- Passage to read
◆ ◆ ◆ ◆ ◆
# Do I need to replace my Lally columns?



## charbroiled (Sep 23, 2009)

Hi,

I have four Lally columns in my 50-year-old garage that are pretty rusted. Two of them have sections on the bottom that are rusted fully through to the concrete underneath the metal. The worst parts of the rust are within 6" of the ground.

The layout is a regular-sized 2-car garage, and the first Lally columns is in the front between the 2 garage doors, and the other 3 are between the cars. The back of the garage has a full wall. The Lally columns are supporting a large beam that has no wall on the floor above. Above the garage are 2 bedrooms.

I've had 2 contractors insist that we need to replace the lally columns immediately because it isn't safe, and I've had 2 contractors tell me that it isn't a big deal and that I shouldn't worry about it. I've researched on the Web but I've found nothing conclusive. We originally brought in the contractors to look at replacing the garage floor, which is horribly pocked and rough due, apparently, to a previous owner's love of salt in the winter. The garage floors get moist after a day of rain or so and, after a week of solid rain, there may be a couple of small areas collecting <.25" of water. The garage is on the uphill side of the house (we're on a hill).

All that said, any opinions? Do we need to replace our Lally columns? Can someone explain why, in either case?

Thank you very much!

Best regards...


----------



## joed (Mar 13, 2005)

If the steel is rusted through to the concrete then you need to replace them.


----------



## stadry (Jun 20, 2009)

' lally column ' was a proprietary name of conc filled pipes invent'd by john lally,,, his cousin was harry lally - harry wasted his time & was never noted for doing anything other'n being the inspiration for lally-gaggers therefore john is the better known of the 2 cousins :laughing: john's are conc fill'd to add fire resistance so the columns don't collapse when temps rise due to possible fire,,, harry's, hot air 

on a lighter note, if the steel's rusted away, there is no solid support,,, any supporting column should be located on its own proper steel reinforc'd foundation.

contractors who encourage replacement are more pro than the others however they may not be aware of conc resurfacing w/polymer-modified cements which may be a viable cost-alternative for your fine garage floor,,, send joe a pm & ask him !


----------



## willcmjr (Sep 14, 2009)

I would replace them with perminent lally columns. Not the telescoping ones you can pick up at any hardware store, but single piece columns with just one end with a screw jack. (Most codes don't allow for the telescoping ones for perminent use). You'll have to measure the height and buy the right size. You can order these at Lowes. In some cases, these are actually cheaper than the heavy duty telescoping ones, and have a higher weight limit.

They should be mounted perminently. The way I do it is attach a piece of pressure treated lumber to the floor (there are many ways to do this), then bolt the column to that. It should be bolted on the top as well. I'm sure it goes without saying they have to be perfectly plumb.
◆ ◆ ◆ ◆ ◆
- Record extracts
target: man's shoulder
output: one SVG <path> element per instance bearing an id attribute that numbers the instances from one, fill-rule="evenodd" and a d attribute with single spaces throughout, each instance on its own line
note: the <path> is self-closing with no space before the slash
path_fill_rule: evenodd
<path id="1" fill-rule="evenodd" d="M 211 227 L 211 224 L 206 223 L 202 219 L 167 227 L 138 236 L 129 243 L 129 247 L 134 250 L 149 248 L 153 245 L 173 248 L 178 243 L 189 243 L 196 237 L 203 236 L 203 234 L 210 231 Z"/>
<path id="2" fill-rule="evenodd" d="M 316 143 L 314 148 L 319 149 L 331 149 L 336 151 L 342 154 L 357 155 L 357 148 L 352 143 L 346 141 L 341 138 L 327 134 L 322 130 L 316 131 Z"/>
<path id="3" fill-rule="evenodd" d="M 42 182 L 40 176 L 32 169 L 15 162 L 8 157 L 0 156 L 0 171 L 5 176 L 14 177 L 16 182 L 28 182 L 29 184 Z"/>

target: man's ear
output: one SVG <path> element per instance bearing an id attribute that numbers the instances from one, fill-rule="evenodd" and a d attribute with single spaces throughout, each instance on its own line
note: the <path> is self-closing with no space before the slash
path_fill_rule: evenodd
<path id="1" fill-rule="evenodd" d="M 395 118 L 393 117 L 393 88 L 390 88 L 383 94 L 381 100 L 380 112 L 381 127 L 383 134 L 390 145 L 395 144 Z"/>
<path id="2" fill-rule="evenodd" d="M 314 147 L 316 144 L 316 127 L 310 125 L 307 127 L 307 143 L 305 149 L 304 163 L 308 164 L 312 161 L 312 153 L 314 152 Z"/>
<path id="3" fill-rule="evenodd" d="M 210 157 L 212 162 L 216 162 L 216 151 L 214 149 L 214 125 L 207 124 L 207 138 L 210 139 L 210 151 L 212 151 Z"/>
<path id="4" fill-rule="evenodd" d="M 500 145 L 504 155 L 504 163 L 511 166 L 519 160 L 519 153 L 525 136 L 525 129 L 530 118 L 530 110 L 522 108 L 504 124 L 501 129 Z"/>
◆ ◆ ◆ ◆ ◆
- Exercise brief
Reproduce the Lally column thread verbatim, everything from "contractors who encourage" down to "higher weight limit.". None of the entries is needed for this exercise.

- Response to this exercise
contractors who encourage replacement are more pro than the others however they may not be aware of conc resurfacing w/polymer-modified cements which may be a viable cost-alternative for your fine garage floor,,, send joe a pm & ask him !


----------



## willcmjr (Sep 14, 2009)

I would replace them with perminent lally columns. Not the telescoping ones you can pick up at any hardware store, but single piece columns with just one end with a screw jack. (Most codes don't allow for the telescoping ones for perminent use). You'll have to measure the height and buy the right size. You can order these at Lowes. In some cases, these are actually cheaper than the heavy duty telescoping ones, and have a higher weight limit.